■ **Exercise brief**: Using the entries below, quote exactly the span of lines that begins with the line containing "Where can you see the aerial" and ends with the final line.

■ **Data for this exercise**:
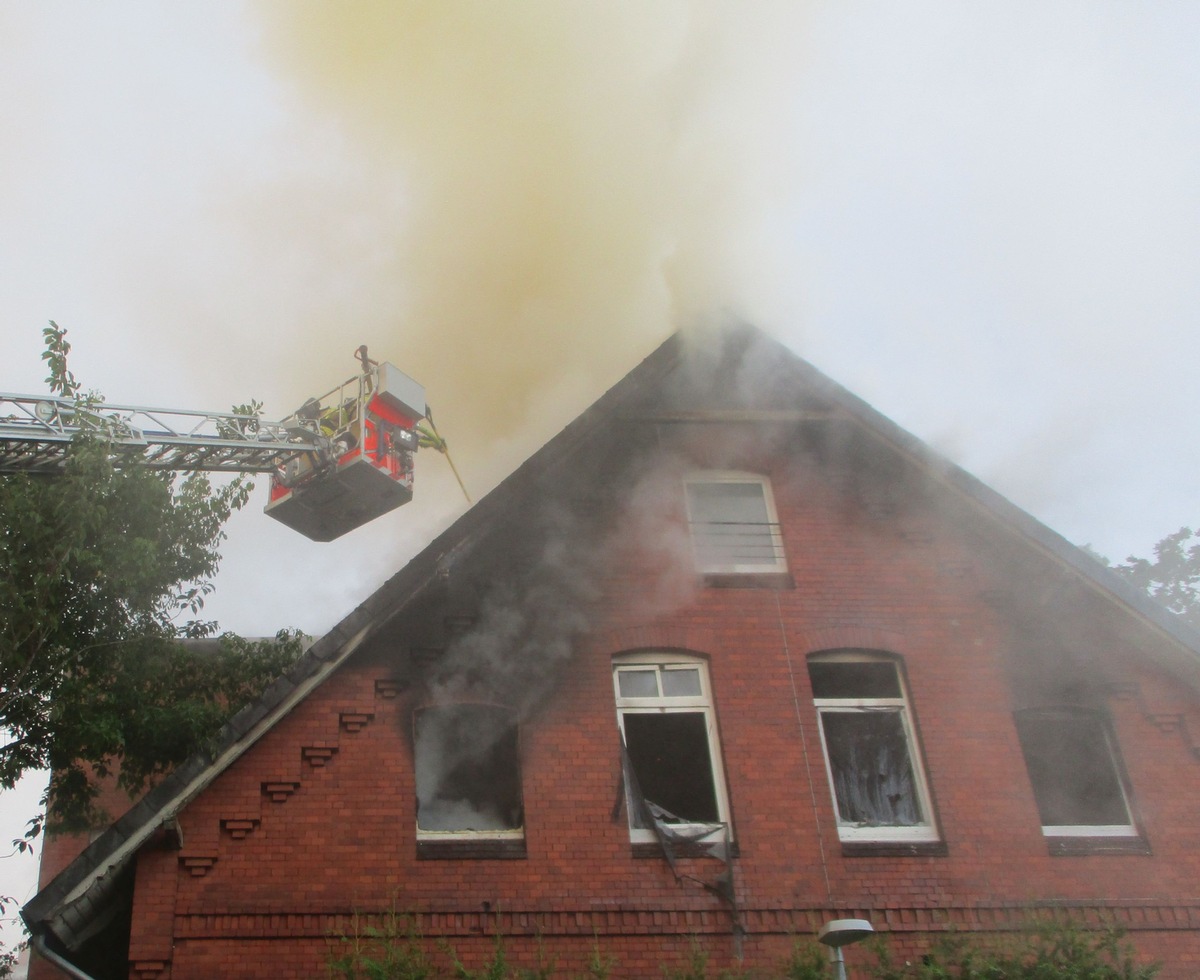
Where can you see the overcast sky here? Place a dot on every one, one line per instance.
(982, 218)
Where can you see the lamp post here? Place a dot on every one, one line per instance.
(841, 932)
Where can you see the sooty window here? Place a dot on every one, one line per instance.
(468, 779)
(1075, 771)
(733, 524)
(875, 773)
(666, 719)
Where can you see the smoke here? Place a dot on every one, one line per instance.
(575, 181)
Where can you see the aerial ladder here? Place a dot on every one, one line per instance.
(337, 462)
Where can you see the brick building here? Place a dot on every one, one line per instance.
(732, 655)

■ **Response**:
Where can you see the aerial ladder here? Place a dot on every one, one line per instance.
(337, 462)
Where can you see the brick building here? Place a dot on every one, one line per instance.
(732, 655)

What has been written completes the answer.